:: Records shown

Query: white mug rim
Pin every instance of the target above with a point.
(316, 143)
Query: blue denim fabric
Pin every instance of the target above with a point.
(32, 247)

::::

__Stated exercise__. Copy out everything in the listing above, from the line containing "Query: blue denim fabric" down through the end of the listing, including both ends.

__Final answer__.
Query: blue denim fabric
Pin every instance of the target above with a point.
(32, 247)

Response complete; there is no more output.